■ Action item ■
Quote the lines below exactly, from the one that holds "220L131 190L125 191L124" through the final line of the records, and only those.

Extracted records
:::
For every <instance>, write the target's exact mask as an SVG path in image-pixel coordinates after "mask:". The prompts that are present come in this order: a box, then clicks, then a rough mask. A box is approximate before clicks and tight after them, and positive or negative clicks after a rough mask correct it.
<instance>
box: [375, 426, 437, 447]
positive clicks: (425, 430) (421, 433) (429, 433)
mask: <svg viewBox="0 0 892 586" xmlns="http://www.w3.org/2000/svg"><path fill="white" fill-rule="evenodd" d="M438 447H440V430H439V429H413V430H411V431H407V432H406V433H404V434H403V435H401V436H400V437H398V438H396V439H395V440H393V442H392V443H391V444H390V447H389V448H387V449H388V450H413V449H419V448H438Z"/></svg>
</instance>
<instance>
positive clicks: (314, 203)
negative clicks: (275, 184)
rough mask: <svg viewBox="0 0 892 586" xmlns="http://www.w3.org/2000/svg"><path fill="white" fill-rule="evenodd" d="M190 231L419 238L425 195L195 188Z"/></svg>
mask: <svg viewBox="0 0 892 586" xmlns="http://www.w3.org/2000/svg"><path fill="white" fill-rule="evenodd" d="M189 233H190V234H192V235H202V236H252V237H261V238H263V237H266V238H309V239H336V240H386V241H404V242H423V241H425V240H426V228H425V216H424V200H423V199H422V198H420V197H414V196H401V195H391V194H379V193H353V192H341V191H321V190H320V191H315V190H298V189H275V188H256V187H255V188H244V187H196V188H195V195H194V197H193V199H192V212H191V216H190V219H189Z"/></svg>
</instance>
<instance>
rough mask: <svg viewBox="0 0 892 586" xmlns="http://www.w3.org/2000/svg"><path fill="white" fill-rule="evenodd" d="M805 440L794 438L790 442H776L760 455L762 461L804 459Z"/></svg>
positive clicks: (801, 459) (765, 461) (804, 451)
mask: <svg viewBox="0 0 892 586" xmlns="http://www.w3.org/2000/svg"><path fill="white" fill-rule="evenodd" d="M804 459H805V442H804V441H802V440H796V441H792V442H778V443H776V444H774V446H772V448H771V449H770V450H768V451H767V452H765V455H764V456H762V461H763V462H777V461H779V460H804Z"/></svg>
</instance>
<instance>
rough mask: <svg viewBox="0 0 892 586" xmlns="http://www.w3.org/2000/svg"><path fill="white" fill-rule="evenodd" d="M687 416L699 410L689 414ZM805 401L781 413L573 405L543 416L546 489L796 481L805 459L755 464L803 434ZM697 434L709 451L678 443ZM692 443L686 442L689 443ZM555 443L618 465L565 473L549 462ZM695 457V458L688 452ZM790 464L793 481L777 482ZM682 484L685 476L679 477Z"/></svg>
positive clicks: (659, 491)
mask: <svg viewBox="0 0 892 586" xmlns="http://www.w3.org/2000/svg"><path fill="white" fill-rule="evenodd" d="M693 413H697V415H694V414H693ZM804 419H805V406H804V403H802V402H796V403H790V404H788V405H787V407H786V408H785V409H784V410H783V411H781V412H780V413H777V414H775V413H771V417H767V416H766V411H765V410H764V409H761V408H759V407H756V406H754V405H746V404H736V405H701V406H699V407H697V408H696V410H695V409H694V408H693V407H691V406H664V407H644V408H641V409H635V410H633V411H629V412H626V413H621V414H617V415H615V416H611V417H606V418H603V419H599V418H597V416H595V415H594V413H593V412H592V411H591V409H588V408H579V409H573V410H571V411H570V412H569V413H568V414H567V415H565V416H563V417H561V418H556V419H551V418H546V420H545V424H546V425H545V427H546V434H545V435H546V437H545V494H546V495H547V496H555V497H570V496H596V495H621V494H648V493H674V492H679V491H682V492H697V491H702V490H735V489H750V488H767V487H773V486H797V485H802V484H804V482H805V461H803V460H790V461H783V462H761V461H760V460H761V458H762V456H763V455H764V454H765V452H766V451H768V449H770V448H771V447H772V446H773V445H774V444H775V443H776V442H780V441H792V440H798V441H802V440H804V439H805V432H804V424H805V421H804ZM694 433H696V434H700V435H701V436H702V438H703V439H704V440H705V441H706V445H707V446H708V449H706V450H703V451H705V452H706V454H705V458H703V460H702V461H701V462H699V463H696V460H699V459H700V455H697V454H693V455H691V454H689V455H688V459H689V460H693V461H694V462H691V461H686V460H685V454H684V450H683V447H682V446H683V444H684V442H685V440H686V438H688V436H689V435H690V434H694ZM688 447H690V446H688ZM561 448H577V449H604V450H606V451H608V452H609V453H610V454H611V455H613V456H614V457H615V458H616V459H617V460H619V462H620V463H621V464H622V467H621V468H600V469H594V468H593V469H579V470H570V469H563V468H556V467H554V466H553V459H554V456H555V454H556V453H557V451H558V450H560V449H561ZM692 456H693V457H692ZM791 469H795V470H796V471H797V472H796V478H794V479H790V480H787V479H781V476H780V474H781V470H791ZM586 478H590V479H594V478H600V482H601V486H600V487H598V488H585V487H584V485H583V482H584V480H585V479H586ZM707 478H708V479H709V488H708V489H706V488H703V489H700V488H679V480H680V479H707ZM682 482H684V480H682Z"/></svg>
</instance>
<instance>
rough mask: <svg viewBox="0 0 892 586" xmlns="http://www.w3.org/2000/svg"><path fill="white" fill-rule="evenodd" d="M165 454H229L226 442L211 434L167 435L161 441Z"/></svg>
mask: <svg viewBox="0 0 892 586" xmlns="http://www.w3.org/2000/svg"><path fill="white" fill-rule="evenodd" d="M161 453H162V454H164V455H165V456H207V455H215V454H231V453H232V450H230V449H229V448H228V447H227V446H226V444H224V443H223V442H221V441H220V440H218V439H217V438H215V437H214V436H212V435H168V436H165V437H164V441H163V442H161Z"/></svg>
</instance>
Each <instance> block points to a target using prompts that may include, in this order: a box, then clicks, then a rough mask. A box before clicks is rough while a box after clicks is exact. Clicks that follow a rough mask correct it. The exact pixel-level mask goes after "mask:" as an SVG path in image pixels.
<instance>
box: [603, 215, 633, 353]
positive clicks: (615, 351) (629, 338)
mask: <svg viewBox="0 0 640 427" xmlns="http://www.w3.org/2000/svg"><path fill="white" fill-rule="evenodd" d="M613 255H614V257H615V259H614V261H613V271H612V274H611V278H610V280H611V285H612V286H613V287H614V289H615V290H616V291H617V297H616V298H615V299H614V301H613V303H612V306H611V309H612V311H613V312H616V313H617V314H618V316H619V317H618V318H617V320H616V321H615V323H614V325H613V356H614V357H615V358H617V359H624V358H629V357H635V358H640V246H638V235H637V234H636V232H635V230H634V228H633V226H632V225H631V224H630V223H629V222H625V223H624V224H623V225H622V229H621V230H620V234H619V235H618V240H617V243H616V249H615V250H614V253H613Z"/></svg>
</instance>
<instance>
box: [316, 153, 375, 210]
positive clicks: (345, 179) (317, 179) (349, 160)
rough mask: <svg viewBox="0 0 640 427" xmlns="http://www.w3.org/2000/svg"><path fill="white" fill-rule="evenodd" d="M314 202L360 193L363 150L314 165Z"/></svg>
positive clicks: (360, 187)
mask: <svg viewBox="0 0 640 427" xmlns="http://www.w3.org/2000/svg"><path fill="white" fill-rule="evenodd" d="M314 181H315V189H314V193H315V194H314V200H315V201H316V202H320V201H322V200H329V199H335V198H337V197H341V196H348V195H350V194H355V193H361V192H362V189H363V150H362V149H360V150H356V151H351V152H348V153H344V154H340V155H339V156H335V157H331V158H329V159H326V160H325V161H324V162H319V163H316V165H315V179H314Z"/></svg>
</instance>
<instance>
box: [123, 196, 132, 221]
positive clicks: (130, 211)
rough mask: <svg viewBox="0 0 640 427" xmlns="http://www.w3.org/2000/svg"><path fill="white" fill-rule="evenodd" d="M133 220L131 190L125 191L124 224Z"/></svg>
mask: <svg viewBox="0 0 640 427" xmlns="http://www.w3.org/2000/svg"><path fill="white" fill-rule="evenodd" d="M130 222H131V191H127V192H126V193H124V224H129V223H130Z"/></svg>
:::
■ Finished task ■
rough mask: <svg viewBox="0 0 640 427" xmlns="http://www.w3.org/2000/svg"><path fill="white" fill-rule="evenodd" d="M133 220L131 190L125 191L124 224Z"/></svg>
mask: <svg viewBox="0 0 640 427" xmlns="http://www.w3.org/2000/svg"><path fill="white" fill-rule="evenodd" d="M130 222H131V191H127V192H126V193H124V224H129V223H130Z"/></svg>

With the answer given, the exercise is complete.